### WHAT THE TASK ASKS
Set down exactly the lines in the records below that run from the line with "For every instance of the white metal" to the line with "this sample: [183,119].", inclusive, and nothing more.

### INPUT FOR THIS TASK
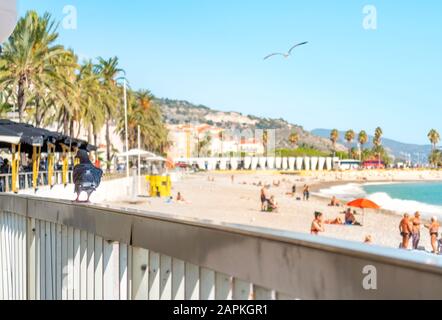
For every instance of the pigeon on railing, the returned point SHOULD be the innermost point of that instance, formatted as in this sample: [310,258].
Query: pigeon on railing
[87,177]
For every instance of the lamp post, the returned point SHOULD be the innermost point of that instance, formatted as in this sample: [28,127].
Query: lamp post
[126,130]
[139,160]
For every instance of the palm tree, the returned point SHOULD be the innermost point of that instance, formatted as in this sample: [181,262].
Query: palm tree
[349,137]
[265,140]
[377,141]
[294,139]
[363,140]
[434,138]
[154,134]
[334,138]
[29,58]
[109,75]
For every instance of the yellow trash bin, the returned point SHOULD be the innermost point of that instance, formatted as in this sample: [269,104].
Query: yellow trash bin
[159,186]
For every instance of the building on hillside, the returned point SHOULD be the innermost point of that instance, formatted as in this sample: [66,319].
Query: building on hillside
[193,141]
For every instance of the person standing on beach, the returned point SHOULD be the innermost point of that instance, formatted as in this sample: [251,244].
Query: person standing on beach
[306,193]
[264,199]
[434,233]
[405,230]
[317,224]
[416,230]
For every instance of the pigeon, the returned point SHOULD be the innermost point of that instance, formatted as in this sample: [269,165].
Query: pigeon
[288,54]
[87,177]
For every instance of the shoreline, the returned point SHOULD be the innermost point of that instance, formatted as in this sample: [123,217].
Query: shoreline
[317,188]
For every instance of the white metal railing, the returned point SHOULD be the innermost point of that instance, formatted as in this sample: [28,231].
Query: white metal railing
[52,249]
[25,180]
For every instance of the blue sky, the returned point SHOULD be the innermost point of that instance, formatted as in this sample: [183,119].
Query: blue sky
[211,52]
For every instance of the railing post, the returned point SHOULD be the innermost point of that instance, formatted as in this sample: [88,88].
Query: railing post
[31,261]
[140,274]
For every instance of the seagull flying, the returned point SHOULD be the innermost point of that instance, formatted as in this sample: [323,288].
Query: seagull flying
[288,54]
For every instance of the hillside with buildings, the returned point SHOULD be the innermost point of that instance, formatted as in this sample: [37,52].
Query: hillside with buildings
[186,119]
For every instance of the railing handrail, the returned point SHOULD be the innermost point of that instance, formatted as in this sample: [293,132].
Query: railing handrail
[209,244]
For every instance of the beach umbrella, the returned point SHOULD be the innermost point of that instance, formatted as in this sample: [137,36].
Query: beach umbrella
[363,204]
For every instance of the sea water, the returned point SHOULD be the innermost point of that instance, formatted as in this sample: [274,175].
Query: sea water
[425,197]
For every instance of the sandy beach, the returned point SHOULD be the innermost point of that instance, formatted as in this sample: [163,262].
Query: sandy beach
[215,197]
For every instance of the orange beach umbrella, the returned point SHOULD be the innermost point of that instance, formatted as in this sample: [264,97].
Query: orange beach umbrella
[363,204]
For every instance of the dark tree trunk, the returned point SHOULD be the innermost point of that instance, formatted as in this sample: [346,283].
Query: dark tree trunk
[21,98]
[65,122]
[89,134]
[71,127]
[96,144]
[108,146]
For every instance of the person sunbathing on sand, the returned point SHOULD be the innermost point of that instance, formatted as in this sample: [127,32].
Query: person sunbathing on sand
[264,199]
[337,221]
[405,230]
[317,224]
[434,233]
[368,240]
[272,204]
[334,202]
[350,218]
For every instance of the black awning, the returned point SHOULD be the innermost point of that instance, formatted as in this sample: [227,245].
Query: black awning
[29,136]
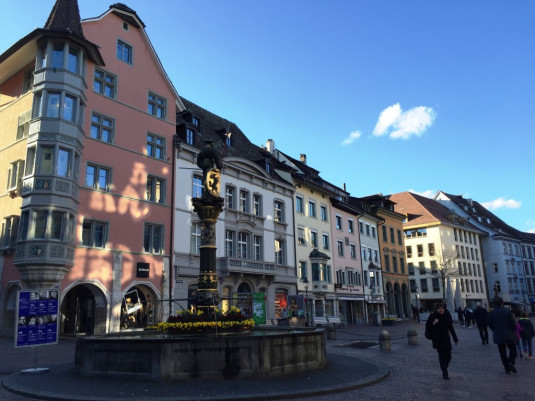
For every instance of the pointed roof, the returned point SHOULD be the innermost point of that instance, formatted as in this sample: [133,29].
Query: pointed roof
[65,18]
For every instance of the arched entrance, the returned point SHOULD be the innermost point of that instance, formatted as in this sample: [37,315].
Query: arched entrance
[83,310]
[139,307]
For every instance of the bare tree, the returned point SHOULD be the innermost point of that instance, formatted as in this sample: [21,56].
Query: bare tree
[446,267]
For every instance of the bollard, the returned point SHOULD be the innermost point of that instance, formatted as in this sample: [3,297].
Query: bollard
[412,336]
[331,332]
[385,342]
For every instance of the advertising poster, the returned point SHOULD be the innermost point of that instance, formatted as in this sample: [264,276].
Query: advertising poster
[37,318]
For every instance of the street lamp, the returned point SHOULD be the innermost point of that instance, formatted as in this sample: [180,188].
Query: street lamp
[304,280]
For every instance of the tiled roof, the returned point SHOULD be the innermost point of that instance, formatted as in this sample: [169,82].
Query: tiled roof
[487,219]
[425,211]
[213,127]
[65,18]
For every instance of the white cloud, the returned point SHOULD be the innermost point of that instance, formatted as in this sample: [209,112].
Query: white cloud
[501,203]
[351,138]
[428,193]
[396,123]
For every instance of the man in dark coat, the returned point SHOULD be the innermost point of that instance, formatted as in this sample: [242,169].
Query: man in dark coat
[481,315]
[503,325]
[440,325]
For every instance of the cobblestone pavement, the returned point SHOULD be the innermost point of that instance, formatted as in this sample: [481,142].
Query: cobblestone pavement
[476,371]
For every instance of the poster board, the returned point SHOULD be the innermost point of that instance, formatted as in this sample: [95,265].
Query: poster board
[37,318]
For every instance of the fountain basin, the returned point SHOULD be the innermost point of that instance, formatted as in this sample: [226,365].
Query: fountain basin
[153,356]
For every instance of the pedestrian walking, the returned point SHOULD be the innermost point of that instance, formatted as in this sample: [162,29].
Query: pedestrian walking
[481,315]
[467,316]
[460,316]
[502,323]
[528,332]
[440,326]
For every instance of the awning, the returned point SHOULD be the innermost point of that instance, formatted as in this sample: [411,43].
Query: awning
[350,299]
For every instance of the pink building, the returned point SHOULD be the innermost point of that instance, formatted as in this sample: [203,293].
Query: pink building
[98,179]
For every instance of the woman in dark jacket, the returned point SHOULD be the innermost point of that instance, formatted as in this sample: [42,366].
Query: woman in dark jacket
[440,325]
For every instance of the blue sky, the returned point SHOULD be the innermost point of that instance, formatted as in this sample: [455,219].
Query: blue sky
[382,95]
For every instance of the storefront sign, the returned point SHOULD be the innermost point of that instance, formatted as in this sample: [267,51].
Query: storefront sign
[37,318]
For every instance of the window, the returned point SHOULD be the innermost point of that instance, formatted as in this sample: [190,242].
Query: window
[27,83]
[64,168]
[155,189]
[326,241]
[73,60]
[323,211]
[420,249]
[124,52]
[197,187]
[280,257]
[14,175]
[244,201]
[311,209]
[105,83]
[421,266]
[340,247]
[9,231]
[257,205]
[299,207]
[190,137]
[243,244]
[153,238]
[157,106]
[155,146]
[98,177]
[278,211]
[230,195]
[24,125]
[301,236]
[57,55]
[303,270]
[423,285]
[257,247]
[314,239]
[102,128]
[229,243]
[94,233]
[195,238]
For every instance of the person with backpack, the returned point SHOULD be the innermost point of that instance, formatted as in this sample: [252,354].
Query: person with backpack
[438,327]
[527,333]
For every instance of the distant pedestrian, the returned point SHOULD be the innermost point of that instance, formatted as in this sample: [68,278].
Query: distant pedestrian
[440,326]
[460,316]
[528,332]
[467,316]
[518,332]
[481,315]
[502,323]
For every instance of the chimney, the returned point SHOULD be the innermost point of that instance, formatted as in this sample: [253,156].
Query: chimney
[270,145]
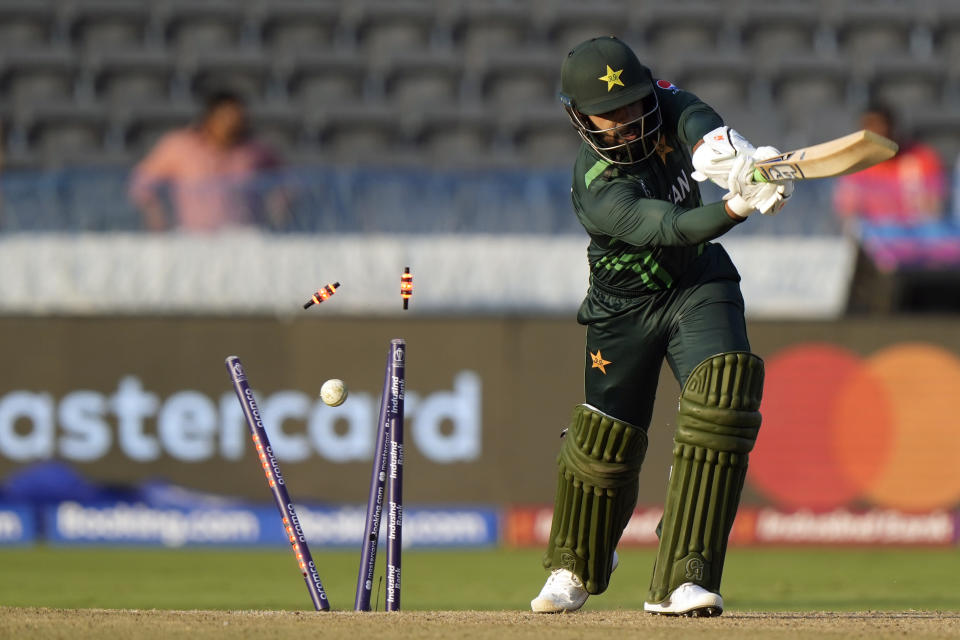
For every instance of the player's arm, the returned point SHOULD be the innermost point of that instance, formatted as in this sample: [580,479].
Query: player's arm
[621,210]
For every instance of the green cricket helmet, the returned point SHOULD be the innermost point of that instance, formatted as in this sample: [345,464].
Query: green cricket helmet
[603,75]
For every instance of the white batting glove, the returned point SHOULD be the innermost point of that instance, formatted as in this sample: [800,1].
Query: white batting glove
[746,196]
[784,189]
[713,160]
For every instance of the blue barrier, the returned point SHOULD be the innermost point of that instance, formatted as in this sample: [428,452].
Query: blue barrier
[17,525]
[75,524]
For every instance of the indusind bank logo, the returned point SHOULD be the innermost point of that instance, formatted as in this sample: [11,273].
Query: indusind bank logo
[840,428]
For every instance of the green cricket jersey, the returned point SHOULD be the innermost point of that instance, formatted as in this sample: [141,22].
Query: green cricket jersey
[648,227]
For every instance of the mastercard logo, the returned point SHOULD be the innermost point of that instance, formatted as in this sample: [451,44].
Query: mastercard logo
[841,428]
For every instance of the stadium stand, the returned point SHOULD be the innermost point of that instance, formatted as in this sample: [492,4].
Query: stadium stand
[444,83]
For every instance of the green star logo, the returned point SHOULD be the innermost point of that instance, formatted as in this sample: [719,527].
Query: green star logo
[612,78]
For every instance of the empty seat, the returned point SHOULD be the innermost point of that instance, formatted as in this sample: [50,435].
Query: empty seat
[65,134]
[143,126]
[798,84]
[777,31]
[384,28]
[946,32]
[413,81]
[513,79]
[679,27]
[906,83]
[481,27]
[315,80]
[279,127]
[360,135]
[246,73]
[97,25]
[724,82]
[26,24]
[567,25]
[38,77]
[454,137]
[191,26]
[542,137]
[132,77]
[299,26]
[864,31]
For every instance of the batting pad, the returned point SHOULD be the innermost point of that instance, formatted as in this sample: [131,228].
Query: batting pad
[597,486]
[716,429]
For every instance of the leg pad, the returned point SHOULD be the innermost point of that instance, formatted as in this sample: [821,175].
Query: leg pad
[717,427]
[597,487]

### REPLY
For every instance of the white metal railing, the returned point SHOULD be the innermost point of that instance, formatted as in this sample: [28,231].
Query: white metal railing
[52,249]
[25,180]
For every instance of the blue sky, the returned point SHOULD be the innermost point of that instance, formatted as in this sample: [183,119].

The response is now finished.